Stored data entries
* * * * * * *

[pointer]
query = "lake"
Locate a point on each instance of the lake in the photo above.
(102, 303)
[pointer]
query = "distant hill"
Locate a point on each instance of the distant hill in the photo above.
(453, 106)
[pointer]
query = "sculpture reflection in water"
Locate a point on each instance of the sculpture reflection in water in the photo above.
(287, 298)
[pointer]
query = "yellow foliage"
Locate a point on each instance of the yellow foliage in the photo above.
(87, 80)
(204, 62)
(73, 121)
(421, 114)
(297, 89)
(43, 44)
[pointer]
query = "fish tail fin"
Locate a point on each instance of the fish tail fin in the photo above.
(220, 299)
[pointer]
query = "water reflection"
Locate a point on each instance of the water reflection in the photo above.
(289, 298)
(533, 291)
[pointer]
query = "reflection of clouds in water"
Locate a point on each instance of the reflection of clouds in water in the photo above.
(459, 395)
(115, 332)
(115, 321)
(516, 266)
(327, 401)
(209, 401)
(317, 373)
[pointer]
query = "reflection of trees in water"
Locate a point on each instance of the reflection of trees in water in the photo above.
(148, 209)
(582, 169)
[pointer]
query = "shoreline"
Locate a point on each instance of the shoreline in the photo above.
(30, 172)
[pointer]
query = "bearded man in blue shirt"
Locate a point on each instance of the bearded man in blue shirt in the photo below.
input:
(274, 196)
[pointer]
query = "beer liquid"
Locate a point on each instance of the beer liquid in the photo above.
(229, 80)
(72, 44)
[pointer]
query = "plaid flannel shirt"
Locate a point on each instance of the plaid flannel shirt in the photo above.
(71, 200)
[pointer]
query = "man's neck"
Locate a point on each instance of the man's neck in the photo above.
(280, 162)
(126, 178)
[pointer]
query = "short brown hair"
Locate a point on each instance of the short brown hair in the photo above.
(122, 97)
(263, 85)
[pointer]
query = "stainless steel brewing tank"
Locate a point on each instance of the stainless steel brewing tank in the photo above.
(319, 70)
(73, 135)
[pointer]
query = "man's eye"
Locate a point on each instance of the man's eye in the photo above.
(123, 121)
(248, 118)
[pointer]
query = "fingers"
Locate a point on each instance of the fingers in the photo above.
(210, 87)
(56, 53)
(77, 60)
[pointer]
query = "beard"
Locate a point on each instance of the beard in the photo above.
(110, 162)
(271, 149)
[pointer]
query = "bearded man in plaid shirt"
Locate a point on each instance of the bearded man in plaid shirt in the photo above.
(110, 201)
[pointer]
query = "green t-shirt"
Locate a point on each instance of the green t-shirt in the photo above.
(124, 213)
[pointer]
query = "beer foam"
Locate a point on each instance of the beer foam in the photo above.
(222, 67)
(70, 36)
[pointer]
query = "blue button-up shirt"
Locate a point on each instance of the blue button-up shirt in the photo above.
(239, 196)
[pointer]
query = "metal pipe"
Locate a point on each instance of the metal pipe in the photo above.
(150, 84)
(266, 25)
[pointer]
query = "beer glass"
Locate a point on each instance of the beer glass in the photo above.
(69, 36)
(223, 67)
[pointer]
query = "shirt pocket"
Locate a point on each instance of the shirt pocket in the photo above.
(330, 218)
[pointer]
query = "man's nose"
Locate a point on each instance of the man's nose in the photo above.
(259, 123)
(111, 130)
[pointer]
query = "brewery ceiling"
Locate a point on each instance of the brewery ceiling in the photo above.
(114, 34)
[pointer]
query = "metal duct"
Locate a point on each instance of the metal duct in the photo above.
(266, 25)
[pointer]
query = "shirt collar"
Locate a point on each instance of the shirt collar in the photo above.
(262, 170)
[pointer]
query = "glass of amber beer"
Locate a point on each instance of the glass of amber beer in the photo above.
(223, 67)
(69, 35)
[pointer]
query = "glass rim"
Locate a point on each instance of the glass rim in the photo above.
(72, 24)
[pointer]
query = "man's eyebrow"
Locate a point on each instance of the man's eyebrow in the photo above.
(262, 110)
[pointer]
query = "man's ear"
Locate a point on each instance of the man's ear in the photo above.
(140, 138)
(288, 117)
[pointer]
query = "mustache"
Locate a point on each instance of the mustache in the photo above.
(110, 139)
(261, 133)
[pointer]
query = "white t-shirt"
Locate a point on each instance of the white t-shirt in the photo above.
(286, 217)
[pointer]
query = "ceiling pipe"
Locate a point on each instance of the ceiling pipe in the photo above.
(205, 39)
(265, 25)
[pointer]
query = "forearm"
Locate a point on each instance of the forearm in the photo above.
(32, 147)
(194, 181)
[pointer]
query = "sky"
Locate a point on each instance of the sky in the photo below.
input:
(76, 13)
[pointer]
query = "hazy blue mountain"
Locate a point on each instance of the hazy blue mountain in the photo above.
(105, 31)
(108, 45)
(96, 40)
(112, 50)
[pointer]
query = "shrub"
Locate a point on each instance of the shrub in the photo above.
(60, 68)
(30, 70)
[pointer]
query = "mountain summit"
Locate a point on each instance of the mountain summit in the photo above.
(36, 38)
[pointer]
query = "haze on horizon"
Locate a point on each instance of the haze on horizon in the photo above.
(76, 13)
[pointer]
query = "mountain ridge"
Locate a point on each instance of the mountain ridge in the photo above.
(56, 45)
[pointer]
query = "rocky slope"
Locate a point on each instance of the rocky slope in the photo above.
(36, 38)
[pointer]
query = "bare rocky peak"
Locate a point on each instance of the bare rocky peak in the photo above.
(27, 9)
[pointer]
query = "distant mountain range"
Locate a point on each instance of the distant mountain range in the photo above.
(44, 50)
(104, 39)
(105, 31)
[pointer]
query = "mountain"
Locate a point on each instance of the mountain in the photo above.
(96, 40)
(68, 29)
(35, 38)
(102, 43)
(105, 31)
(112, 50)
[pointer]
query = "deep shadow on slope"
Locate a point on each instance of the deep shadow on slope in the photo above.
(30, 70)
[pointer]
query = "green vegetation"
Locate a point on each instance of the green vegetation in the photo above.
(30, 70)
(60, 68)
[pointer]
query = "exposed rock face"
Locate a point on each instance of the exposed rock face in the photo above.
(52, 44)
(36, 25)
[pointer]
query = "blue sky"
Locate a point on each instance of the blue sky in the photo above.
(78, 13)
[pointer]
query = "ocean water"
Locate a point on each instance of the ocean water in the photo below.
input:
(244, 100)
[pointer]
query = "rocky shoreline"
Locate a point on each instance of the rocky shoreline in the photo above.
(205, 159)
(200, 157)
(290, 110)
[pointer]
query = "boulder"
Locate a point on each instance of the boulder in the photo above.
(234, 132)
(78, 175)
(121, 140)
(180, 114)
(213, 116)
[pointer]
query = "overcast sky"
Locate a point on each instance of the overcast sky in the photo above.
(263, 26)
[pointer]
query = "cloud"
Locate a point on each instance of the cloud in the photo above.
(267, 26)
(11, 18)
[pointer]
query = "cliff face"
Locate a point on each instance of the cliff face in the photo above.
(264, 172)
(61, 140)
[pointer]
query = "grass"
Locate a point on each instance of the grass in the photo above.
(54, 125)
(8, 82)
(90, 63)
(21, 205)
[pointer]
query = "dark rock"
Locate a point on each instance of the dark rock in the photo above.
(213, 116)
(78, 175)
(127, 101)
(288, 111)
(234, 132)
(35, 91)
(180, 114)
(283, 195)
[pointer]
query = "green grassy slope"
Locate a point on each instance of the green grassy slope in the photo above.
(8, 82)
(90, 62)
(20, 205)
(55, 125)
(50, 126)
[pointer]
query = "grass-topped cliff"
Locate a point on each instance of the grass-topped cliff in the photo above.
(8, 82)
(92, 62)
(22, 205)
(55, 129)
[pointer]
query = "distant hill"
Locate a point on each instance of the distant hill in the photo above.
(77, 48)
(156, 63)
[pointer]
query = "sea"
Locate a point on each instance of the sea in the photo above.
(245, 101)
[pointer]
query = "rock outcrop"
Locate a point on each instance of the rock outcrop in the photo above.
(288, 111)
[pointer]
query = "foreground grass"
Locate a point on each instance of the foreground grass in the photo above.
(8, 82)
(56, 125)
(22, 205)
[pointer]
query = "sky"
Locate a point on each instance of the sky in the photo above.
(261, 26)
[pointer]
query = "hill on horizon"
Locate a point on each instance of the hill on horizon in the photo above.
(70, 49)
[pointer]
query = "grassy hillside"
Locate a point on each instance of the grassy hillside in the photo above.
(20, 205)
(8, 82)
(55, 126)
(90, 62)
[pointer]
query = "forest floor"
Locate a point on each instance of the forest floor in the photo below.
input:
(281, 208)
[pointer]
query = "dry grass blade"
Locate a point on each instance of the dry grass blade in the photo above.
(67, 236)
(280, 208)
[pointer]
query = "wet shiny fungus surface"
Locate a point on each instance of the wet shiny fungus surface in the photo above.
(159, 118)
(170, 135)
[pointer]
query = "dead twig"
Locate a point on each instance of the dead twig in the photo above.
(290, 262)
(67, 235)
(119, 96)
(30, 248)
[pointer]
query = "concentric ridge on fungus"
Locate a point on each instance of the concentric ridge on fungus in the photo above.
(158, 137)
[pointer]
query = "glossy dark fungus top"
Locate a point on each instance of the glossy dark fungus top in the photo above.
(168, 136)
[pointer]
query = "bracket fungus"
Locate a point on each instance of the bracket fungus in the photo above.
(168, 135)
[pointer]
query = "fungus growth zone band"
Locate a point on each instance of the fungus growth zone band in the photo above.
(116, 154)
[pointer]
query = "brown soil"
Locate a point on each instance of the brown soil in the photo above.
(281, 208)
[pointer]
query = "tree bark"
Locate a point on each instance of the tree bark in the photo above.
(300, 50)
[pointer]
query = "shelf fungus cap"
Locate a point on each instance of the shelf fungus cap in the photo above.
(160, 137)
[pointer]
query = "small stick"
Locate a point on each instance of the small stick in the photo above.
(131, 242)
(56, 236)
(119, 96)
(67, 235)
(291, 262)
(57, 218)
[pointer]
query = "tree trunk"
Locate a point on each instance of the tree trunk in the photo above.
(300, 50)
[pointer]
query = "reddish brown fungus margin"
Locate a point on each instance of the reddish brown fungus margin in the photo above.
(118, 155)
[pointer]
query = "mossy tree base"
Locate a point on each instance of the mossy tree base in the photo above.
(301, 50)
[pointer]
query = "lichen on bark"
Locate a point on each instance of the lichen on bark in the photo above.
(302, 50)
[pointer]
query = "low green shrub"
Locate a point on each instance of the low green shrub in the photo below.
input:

* * * * * * *

#### What to work on:
From the records above, pull out every line containing the string "fish", matching case exactly, and copy each such line in full.

#### Reply:
query = "fish tail fin"
Locate a point on each instance of the fish tail fin in the photo above.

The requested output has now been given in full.